__GIVEN TEXT__
September 24, 2008
Taconic Hosts First Annual Global R&D Meeting
Taconic announced that it recently held its first annual Global R&D Symposium, bringing together renowned industry experts, scientific leaders from academia and scientists from the various functional areas within Taconic responsible for driving new product, technology and service innovations. The international meeting, which included participants from the United States and Europe and was held September 3 and 4, was part of Taconic's long-term strategic planning initiative, focused on achieving the goal of developing new and more predictive mouse and rat models for drug discovery and pre-clinical development.
"Across the globe, Taconic possesses an unrivaled depth of expertise in the science and technology that is the backbone of model creation," said Todd Little, President of Taconic. "By better integrating our research and development capabilities on an international level, Taconic will be well positioned to strengthen our contribution to optimize drug discovery by developing new, innovative model creation technologies and animal models for the research community in industry and academia."
The meeting brought together prominent scientists and industry leaders from Taconic's international Research and Development sites and the research community representing diverse areas of expertise, including molecular biology, cell biology, embryology, virology, immunology and veterinary sciences.

__Segmentation mask data__
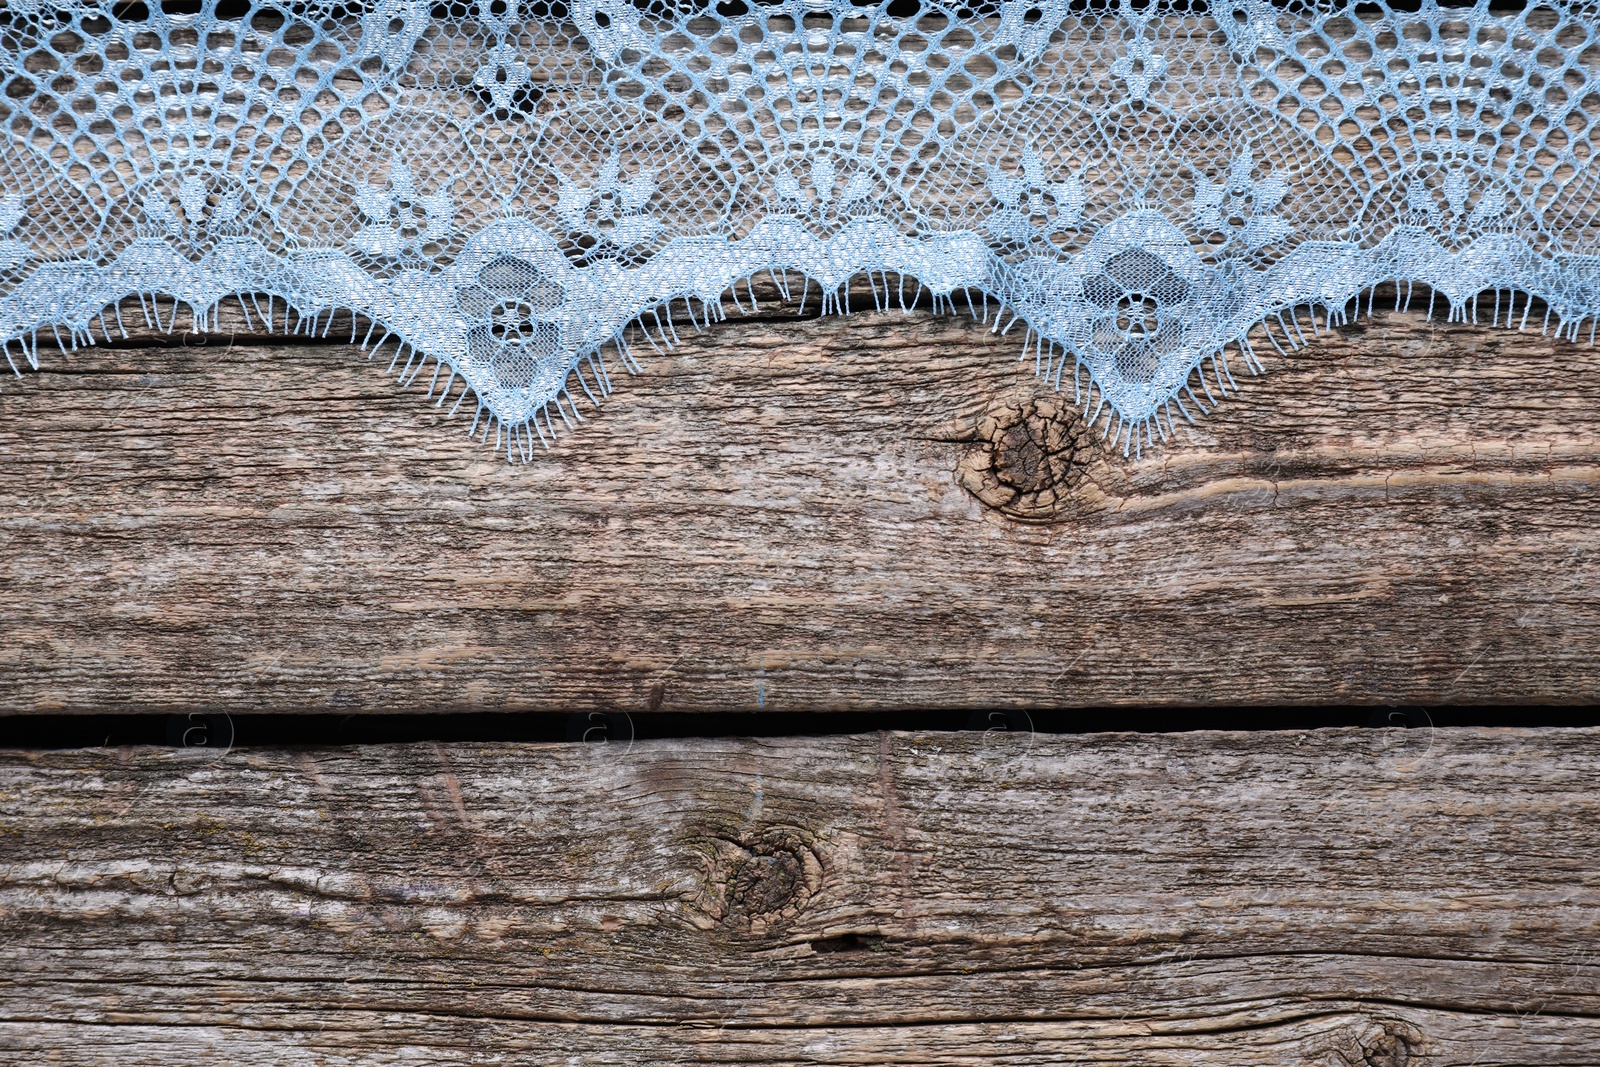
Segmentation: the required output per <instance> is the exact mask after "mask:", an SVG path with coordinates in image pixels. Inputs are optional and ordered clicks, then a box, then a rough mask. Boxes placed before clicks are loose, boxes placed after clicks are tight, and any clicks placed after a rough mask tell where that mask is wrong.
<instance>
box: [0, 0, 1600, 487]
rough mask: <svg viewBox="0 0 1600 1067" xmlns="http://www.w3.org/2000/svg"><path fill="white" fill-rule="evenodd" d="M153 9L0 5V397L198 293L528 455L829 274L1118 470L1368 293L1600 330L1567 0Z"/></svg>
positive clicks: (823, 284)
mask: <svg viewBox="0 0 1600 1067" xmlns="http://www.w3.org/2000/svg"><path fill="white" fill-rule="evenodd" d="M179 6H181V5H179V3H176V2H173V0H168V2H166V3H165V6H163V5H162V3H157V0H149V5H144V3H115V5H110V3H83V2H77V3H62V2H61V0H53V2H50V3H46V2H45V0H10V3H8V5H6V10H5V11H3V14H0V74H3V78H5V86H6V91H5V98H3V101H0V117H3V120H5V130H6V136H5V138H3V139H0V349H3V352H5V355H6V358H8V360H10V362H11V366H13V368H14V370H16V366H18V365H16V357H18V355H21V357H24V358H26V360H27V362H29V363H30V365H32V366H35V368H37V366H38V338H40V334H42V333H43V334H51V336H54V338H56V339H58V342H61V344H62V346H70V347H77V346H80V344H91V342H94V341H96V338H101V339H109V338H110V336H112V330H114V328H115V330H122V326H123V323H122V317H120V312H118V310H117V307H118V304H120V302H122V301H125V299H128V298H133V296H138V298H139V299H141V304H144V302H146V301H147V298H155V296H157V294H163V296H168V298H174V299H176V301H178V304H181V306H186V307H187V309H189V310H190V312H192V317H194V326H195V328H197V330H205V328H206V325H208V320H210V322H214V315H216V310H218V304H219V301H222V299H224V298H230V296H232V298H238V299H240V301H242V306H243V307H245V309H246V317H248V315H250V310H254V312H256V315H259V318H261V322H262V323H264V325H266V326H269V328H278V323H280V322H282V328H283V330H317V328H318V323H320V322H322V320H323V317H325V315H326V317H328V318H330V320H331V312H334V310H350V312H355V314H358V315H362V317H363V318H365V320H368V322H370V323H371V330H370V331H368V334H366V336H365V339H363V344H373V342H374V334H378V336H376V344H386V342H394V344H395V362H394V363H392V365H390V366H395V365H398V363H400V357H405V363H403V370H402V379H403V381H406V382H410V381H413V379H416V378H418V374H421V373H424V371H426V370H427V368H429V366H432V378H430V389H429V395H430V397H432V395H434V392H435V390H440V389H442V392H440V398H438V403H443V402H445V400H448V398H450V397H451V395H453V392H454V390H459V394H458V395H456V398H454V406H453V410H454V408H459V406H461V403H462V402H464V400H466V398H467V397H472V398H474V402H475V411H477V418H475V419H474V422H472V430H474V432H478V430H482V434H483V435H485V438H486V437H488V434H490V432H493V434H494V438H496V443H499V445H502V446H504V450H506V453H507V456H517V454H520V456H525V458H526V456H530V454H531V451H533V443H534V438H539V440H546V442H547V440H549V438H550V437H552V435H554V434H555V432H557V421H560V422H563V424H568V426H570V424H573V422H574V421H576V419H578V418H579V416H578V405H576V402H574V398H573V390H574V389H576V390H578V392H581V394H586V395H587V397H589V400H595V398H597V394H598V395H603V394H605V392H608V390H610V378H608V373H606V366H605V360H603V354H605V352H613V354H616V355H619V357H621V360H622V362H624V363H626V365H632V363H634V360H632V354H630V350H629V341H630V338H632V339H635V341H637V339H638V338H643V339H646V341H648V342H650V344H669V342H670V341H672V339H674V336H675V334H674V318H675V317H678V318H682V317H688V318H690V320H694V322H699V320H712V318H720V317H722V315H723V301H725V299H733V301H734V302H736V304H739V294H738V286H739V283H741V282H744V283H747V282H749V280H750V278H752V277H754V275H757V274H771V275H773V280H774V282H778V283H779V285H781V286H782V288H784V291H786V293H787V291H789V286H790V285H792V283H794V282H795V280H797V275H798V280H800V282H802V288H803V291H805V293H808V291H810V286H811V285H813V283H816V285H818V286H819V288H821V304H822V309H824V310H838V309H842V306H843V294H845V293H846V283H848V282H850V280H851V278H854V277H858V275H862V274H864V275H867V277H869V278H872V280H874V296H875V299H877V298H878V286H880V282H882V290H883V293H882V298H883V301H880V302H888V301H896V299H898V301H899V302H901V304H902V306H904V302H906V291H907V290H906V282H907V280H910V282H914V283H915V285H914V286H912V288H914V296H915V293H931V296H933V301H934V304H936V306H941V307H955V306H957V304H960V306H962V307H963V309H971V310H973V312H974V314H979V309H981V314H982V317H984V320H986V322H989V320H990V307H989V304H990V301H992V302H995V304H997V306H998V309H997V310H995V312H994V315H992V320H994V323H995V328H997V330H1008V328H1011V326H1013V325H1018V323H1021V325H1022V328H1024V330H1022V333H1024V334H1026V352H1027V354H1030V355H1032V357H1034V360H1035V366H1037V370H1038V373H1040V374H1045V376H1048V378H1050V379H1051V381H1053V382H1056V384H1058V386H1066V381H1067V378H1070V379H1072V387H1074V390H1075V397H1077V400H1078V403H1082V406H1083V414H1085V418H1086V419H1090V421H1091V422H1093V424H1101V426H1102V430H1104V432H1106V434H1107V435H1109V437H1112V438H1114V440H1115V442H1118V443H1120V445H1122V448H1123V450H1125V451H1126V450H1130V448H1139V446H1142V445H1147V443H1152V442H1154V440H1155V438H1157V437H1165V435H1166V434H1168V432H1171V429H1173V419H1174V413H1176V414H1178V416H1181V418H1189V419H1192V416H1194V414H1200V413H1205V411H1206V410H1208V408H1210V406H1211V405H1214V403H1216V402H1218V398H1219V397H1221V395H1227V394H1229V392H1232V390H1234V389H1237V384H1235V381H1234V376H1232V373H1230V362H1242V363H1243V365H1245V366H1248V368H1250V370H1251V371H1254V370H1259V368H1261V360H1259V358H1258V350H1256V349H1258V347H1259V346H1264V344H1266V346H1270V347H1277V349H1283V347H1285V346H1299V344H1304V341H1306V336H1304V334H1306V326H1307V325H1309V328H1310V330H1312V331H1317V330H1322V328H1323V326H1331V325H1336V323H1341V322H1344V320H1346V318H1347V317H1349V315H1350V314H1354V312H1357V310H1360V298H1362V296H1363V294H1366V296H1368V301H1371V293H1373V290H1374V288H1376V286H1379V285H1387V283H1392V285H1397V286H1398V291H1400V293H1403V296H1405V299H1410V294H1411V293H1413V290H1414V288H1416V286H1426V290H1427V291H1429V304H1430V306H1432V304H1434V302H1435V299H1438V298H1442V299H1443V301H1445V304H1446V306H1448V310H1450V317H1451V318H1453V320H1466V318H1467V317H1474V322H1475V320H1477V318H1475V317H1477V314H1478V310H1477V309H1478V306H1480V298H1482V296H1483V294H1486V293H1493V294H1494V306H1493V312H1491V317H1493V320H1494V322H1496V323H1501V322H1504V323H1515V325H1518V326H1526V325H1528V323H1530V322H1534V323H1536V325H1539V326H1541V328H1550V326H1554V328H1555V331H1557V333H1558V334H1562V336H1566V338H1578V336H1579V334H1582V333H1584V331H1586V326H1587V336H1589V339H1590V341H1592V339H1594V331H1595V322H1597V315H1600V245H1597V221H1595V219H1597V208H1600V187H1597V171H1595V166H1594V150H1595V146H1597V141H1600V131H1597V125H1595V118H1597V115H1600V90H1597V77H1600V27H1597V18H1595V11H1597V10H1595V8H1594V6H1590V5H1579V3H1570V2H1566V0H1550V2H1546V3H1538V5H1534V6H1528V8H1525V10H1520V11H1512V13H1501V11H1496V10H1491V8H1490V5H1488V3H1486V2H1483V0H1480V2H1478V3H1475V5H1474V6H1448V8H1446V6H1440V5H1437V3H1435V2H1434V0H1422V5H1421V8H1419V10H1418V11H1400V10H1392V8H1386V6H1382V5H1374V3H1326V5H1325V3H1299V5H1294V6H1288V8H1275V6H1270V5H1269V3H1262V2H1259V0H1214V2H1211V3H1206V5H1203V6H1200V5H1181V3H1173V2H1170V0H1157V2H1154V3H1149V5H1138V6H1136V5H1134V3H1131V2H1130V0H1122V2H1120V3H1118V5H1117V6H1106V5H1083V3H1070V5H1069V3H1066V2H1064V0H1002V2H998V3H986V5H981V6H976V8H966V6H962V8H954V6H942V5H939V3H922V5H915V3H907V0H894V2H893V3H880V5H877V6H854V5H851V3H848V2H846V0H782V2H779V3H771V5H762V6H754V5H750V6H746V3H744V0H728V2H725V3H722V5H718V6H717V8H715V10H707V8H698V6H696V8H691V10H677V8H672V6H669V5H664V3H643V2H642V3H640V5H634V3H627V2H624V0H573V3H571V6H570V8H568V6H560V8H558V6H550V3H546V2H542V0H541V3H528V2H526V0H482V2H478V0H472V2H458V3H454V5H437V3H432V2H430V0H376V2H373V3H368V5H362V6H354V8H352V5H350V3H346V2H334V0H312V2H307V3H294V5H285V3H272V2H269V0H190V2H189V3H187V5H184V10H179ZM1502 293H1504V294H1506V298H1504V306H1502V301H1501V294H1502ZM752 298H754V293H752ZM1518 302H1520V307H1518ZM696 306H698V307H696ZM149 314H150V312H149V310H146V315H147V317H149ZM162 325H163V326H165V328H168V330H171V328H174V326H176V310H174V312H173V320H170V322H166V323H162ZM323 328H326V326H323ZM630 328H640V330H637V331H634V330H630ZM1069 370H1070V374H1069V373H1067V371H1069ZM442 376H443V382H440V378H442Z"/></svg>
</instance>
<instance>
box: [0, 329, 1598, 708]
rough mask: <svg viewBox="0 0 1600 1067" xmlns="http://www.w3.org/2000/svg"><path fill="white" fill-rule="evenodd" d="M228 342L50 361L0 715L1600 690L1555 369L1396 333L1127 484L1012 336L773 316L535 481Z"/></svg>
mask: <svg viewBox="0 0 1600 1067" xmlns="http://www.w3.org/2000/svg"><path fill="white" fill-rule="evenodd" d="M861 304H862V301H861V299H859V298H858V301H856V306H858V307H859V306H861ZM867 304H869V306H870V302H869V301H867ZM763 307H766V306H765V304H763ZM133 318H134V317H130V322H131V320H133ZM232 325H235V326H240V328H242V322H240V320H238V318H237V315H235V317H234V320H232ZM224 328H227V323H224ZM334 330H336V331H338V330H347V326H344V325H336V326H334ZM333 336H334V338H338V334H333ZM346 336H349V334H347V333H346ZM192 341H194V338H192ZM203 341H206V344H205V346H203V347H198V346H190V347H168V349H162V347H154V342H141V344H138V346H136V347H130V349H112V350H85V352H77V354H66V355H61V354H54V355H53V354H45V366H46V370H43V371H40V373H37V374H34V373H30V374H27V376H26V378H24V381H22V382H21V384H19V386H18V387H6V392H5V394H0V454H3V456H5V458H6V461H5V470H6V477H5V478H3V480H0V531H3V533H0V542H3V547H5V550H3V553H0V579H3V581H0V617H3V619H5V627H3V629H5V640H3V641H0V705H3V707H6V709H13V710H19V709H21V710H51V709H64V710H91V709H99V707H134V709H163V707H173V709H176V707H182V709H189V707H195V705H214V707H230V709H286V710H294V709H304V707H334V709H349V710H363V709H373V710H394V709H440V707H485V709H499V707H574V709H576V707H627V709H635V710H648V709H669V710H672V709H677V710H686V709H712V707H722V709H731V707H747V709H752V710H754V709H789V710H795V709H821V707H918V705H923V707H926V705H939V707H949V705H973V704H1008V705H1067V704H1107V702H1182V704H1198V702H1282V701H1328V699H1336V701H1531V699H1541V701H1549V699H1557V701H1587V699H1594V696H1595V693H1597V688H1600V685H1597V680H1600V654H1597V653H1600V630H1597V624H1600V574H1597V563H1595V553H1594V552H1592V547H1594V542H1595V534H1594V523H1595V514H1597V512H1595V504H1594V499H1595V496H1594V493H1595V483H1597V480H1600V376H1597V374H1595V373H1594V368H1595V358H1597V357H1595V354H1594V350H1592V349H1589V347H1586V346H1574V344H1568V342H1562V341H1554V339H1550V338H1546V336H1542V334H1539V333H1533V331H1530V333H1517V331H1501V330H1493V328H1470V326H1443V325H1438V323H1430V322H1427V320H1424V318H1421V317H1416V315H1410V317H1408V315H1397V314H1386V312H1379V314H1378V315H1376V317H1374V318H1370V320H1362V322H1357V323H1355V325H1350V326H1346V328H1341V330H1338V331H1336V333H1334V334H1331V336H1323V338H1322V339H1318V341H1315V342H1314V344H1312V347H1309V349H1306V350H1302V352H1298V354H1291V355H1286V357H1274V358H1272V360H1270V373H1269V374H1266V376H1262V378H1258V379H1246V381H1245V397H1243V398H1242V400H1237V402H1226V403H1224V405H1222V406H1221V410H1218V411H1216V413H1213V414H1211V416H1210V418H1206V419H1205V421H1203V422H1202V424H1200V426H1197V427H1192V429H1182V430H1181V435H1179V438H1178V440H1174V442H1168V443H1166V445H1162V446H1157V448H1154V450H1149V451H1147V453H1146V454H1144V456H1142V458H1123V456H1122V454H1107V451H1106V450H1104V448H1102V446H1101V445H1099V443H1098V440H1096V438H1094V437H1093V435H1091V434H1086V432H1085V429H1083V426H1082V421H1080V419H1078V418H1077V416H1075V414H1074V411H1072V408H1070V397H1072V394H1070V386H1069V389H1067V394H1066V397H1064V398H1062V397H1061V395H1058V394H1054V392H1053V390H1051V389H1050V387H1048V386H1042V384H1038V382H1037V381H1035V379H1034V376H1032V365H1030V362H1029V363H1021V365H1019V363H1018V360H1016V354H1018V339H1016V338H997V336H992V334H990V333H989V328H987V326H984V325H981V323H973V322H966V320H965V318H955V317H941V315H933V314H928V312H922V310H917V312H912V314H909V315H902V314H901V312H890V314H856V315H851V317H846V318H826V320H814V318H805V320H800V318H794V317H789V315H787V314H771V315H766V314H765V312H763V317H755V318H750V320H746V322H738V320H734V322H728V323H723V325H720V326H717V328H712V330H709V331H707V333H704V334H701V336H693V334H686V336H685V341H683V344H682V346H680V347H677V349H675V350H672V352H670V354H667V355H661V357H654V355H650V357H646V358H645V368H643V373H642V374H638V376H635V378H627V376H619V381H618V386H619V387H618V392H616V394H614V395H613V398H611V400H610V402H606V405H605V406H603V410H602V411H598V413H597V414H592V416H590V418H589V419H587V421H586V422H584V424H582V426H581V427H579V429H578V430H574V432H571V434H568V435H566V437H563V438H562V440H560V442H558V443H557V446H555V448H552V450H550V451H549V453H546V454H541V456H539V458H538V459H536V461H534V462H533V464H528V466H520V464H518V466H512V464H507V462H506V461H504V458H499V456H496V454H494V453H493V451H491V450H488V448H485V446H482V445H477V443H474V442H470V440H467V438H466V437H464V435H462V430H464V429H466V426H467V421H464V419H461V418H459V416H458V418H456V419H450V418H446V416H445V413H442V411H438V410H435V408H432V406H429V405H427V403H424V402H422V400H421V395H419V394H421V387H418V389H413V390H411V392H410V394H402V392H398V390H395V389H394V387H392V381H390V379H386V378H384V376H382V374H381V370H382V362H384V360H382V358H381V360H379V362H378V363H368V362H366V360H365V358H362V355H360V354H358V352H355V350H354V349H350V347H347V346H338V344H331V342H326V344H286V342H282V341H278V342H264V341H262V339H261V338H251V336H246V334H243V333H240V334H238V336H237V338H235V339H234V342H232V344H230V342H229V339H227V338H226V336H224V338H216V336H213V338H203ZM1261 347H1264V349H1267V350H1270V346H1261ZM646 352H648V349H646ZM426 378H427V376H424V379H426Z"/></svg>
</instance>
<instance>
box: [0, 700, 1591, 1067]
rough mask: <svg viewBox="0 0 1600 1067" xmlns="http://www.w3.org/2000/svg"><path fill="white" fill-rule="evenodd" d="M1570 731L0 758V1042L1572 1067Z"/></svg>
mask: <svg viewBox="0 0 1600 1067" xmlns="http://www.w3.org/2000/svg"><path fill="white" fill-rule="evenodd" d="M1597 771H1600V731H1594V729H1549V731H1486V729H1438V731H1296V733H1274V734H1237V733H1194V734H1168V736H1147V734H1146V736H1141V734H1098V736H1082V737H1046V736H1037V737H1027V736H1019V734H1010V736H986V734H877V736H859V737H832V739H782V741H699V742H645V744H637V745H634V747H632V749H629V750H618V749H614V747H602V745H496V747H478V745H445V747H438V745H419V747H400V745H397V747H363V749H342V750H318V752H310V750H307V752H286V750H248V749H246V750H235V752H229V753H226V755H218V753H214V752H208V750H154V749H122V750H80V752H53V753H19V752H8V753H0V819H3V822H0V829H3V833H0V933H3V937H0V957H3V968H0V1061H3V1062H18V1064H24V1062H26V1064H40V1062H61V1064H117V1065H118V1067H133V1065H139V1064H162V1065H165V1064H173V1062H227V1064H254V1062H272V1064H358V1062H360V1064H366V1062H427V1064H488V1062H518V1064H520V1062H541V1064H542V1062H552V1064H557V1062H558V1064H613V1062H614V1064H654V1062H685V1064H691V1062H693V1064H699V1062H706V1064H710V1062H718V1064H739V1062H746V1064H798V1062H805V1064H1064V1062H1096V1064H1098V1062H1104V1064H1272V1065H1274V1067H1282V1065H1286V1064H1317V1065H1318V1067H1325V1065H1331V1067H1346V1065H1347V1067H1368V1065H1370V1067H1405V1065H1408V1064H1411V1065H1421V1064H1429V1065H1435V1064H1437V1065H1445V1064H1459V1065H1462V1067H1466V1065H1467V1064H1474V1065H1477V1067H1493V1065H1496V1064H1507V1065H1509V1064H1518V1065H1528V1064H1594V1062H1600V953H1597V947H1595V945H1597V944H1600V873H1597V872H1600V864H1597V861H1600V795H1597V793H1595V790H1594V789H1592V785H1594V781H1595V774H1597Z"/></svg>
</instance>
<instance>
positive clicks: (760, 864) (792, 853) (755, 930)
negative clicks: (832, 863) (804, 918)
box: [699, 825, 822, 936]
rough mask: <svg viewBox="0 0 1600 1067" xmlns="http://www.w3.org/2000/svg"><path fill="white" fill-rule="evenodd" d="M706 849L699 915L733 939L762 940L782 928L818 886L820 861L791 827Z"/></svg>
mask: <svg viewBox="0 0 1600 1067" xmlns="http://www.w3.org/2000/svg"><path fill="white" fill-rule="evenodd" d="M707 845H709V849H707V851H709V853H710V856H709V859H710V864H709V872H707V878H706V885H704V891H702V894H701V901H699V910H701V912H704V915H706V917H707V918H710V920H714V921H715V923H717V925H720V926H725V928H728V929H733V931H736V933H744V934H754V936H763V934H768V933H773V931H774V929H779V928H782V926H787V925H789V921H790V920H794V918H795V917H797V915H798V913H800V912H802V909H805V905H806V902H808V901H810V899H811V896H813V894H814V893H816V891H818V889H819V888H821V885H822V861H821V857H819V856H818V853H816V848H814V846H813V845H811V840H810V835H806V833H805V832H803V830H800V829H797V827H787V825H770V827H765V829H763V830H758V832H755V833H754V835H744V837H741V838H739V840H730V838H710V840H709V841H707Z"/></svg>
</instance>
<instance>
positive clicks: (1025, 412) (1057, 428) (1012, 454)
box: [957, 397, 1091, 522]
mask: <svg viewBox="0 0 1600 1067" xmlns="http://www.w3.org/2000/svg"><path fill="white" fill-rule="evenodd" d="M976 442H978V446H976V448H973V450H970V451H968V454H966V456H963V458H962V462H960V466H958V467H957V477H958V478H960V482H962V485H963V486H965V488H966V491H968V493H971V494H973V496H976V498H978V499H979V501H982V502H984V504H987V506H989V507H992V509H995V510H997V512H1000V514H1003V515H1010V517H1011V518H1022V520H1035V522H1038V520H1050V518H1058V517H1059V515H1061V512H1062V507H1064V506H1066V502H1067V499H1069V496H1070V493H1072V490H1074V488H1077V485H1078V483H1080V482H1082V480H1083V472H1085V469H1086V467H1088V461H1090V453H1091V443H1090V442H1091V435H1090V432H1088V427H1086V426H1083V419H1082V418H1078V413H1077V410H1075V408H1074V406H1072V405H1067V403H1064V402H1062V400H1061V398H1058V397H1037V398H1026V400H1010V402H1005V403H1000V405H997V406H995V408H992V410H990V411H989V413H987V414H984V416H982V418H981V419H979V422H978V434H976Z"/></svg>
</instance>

__PROBLEMS TO SOLVE__
1. According to the article on Taconic's R&D symposium, on which dates was the meeting held?
2. Continue the article on Taconic's R&D symposium from where it stops.

__EXERCISE RESPONSES__
1. September 3 and 4.

2.
Key participants and speakers included:
-- Keynote speaker Dr. Klaus Rajewsky, CBR Institute for Biomedical Research, Harvard Medical School and a pioneer in the field of biomedical sciences. Rajewksy was previously a member of the Board of Directors of the Institute for Genetics at the University of Cologne and Programme Coordinator for the EMBL Mouse Biology Programme. He has served on numerous research and scientific advisory boards internationally and is a frequent lecturer in the fields of genetics and immunology. Professor Rajewsky is one of the most prominent immunologists and mouse geneticists worldwide.
-- Dr. Alexandra Glucksmann, Senior Vice President of Research and Business Operations, Tempo Pharmaceuticals and member of the Taconic Board of Directors. Glucksmann serves on the Genetics Advisory Council of the Harvard-Partners Center for Genetics and Genomics and is a widely published author on varied genetics topics, including RNA.
-- Dr. Peter J. W. Stadler, Managing Director, TaconicArtemis. Stadler previously served as head of Pharma-Biotechnology at Bayer AG before co-founding ARTEMIS Pharmaceuticals in 1998, for which he served as Managing Director. His insights on genetic engineering have been widely published, and he was awarded for his contributions to the field of biotechnology in Germany.
-- Dr. Jost Seibler, Head of Technology Development and RNAi Research at TaconicArtemis. Seibler has been instrumental in developing proprietary knockdown systems at TaconicArtemis, where he leads a group focused on the development of novel RNAi-based technologies for inducible and reversible knockdown of genes, for targeted transgenesis and mouse disease models. While at the National Research Center for Biotechnology in Braunschweig, Germany, he developed recombinase-based technologies for genetic engineering of the mouse genome based on embryonic stem cells.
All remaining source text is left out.